Supplied records ::
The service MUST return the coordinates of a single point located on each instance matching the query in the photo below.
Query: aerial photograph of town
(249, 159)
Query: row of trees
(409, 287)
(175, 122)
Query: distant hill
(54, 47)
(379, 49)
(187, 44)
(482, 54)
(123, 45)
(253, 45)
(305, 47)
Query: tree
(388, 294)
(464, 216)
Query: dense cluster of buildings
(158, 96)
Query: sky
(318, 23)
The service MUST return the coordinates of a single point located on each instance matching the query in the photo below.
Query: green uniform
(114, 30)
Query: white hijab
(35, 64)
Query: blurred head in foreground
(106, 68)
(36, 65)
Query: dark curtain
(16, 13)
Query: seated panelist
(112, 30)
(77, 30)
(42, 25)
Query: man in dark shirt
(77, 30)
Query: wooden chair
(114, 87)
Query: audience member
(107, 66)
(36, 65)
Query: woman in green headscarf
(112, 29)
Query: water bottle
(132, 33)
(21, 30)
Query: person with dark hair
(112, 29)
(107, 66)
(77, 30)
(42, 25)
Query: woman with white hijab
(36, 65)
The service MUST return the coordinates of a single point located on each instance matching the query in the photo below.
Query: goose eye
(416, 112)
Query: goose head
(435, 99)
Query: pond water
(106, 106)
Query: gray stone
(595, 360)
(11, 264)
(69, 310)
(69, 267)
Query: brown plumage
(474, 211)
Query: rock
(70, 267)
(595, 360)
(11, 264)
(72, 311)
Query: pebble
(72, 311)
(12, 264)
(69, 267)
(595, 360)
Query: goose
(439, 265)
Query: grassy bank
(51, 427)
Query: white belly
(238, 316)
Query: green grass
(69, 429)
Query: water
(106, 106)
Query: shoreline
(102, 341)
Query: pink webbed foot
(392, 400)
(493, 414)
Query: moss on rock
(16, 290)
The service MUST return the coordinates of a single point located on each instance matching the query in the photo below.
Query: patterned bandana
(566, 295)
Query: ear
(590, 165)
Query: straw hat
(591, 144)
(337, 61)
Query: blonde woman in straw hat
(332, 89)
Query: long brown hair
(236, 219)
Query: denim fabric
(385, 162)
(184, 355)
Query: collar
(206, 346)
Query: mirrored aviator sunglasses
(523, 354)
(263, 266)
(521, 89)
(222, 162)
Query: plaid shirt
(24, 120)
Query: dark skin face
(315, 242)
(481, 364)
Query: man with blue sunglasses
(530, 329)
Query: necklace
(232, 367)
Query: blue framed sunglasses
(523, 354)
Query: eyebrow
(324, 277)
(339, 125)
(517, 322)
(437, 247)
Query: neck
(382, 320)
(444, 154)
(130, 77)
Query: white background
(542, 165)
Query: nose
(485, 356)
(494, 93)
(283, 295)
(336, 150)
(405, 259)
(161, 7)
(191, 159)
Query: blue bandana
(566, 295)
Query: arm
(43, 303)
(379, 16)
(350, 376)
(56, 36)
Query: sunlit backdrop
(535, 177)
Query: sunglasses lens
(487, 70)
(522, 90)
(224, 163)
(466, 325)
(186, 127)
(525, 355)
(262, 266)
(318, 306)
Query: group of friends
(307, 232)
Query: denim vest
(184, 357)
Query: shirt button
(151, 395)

Given exercise :: Without changing a word, restate the whole listing.

Exercise result ::
The service MUST return the coordinates of a single point located on each instance matching the query in the photo below.
Query: aerial photograph of town
(249, 159)
Query: row of trees
(409, 287)
(175, 122)
Query: distant hill
(54, 47)
(379, 49)
(187, 44)
(482, 54)
(123, 45)
(253, 45)
(305, 47)
Query: tree
(388, 294)
(464, 216)
Query: dense cluster of buildings
(158, 96)
Query: sky
(318, 23)
The service MUST return the coordinates of a single point located on each instance matching the query in the photo below.
Query: green uniform
(114, 30)
Query: white hijab
(35, 64)
Query: blurred head in foreground
(106, 68)
(36, 65)
Query: dark curtain
(16, 13)
Query: seated panelist
(112, 30)
(77, 30)
(42, 25)
Query: man in dark shirt
(77, 30)
Query: wooden chair
(114, 87)
Query: audience member
(107, 66)
(36, 65)
Query: woman in green headscarf
(112, 29)
Query: water bottle
(132, 33)
(21, 30)
Query: person with dark hair
(112, 29)
(107, 66)
(77, 30)
(42, 25)
Query: woman with white hijab
(36, 65)
The service MUST return the coordinates of a single point located on each instance matching the query in the photo below.
Query: goose eye
(416, 112)
Query: goose head
(435, 99)
Query: pond water
(106, 106)
Query: gray stone
(595, 360)
(11, 264)
(69, 310)
(69, 267)
Query: brown plumage
(474, 211)
Query: rock
(70, 267)
(595, 360)
(11, 264)
(72, 311)
Query: pebble
(72, 311)
(12, 264)
(69, 267)
(595, 360)
Query: goose
(439, 265)
Query: grassy bank
(51, 427)
Query: white belly
(238, 316)
Query: green grass
(69, 429)
Query: water
(106, 106)
Query: shoreline
(102, 341)
Query: pink webbed foot
(392, 400)
(493, 414)
Query: moss on rock
(16, 290)
The service MUST return the coordinates of a single point located on each instance matching the query in the photo below.
Query: patterned bandana
(566, 295)
Query: ear
(590, 165)
Query: straw hat
(591, 144)
(337, 61)
Query: blonde woman in straw hat
(332, 89)
Query: long brown hair
(236, 219)
Query: denim fabric
(385, 162)
(184, 355)
Query: collar
(206, 346)
Query: mirrored aviator sunglasses
(523, 354)
(263, 266)
(521, 89)
(222, 162)
Query: plaid shirt
(24, 120)
Query: dark skin face
(315, 242)
(481, 364)
Query: man with blue sunglasses
(530, 329)
Query: necklace
(232, 367)
Query: blue framed sunglasses
(523, 354)
Query: eyebrow
(324, 277)
(339, 125)
(517, 322)
(437, 247)
Query: neck
(382, 320)
(444, 154)
(130, 77)
Query: white background
(542, 165)
Query: nose
(485, 356)
(494, 93)
(283, 295)
(336, 150)
(405, 259)
(161, 7)
(191, 159)
Query: blue bandana
(566, 295)
Query: arm
(43, 303)
(379, 16)
(350, 376)
(56, 36)
Query: sunlit backdrop
(535, 177)
Query: sunglasses lens
(487, 70)
(522, 90)
(224, 163)
(466, 325)
(186, 127)
(525, 355)
(262, 266)
(318, 306)
Query: group of friends
(307, 232)
Query: denim vest
(184, 357)
Query: shirt button
(151, 395)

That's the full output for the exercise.